Instruction: Output the items below as a two-column CSV with the header item_text,answer and one row per item. Put each item's text and its answer in separate quoted fields, turning any line breaks into spaces.

-- BEGIN --

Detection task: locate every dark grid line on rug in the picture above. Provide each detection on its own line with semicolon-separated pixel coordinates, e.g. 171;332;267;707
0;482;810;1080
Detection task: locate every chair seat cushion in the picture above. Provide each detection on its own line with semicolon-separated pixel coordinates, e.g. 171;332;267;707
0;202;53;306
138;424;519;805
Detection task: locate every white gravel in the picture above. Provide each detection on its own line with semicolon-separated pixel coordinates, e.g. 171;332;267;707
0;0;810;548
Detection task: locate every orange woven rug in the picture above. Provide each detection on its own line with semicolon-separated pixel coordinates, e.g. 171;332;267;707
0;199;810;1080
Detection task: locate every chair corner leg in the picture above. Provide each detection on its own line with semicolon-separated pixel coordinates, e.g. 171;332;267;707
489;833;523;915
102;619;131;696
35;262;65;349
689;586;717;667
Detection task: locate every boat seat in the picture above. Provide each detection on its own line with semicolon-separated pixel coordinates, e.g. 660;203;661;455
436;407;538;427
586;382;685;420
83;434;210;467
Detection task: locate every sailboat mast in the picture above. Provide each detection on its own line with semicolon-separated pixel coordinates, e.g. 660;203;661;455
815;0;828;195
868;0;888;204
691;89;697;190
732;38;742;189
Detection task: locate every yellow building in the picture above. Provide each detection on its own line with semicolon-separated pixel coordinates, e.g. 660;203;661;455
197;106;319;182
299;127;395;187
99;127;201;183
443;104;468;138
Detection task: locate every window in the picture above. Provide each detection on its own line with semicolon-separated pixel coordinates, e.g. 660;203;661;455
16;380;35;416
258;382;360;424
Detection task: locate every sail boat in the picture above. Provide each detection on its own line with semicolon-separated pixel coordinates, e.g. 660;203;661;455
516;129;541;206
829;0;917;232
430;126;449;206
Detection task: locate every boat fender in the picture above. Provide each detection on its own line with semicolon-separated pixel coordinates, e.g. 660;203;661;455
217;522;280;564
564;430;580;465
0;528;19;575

-- END --

Result:
item_text,answer
"Detection task: locate every dark grid line on rug in the picture above. Provide each detection on its own line with semicolon-separated pixel coordinates, e.g. 171;332;267;707","0;482;810;1080"
"Detection task: locate every chair seat cushion in the picture above. Provide each detection on its own line with semicolon-separated pixel coordinates, e.g. 171;332;267;707","0;202;53;306 138;424;519;805"
"Detection task: locate every white gravel in the picture above. Provide each detection on its own line with semicolon-separated pixel coordinates, e.g. 171;332;267;707","0;0;810;548"
"Detection task: locate every orange woven rug in the picture above. Provide each detection on its own line with semicolon-separated pixel coordinates, e.g. 171;332;267;707","0;199;810;1080"
"Detection task: locate every chair corner leg in the picture above. Provide each detection on its own line with semicolon-separated pixel coordinates, e.g. 171;332;267;707","489;833;523;915 102;619;131;696 35;262;65;349 689;586;717;667"
"Detection task: locate every boat seat in the picture above. Provide each detection on its own line with semicolon-separated pixel coordinates, e.g. 660;203;661;455","436;407;538;427 586;382;685;420 83;434;210;467"
"Detection task: locate every sailboat mast in the picture above. Provide each detection on its own line with semicolon-separated pixel coordinates, e.g. 660;203;661;455","815;0;828;195 868;0;888;204 691;89;697;190 732;38;742;189"
"Detection task: locate every yellow building in the picture above. Provide each detection on its own line with semicolon-separated pixel coordinates, e.g. 660;203;661;455","197;106;319;182 299;127;395;187 99;127;201;183 443;104;468;138"
"Detection task: locate every window in the picture above. Provide each detection on its own line with semicolon-separated pixel coordinates, e.g. 660;203;661;455","16;380;35;416 258;382;360;424"
"Detection task: locate every sail boat in the picture above. Provide each detection on its own line with semicolon-separated pixel coordinates, e.g. 660;203;661;455","516;129;541;206 829;0;917;232 430;126;449;206"
"Detection task: locate every boat fender in the picture above. Provide each detection on its own line with semicolon-separated pixel coordinates, e.g. 660;203;661;455","217;522;280;564 564;430;580;465 0;528;19;575"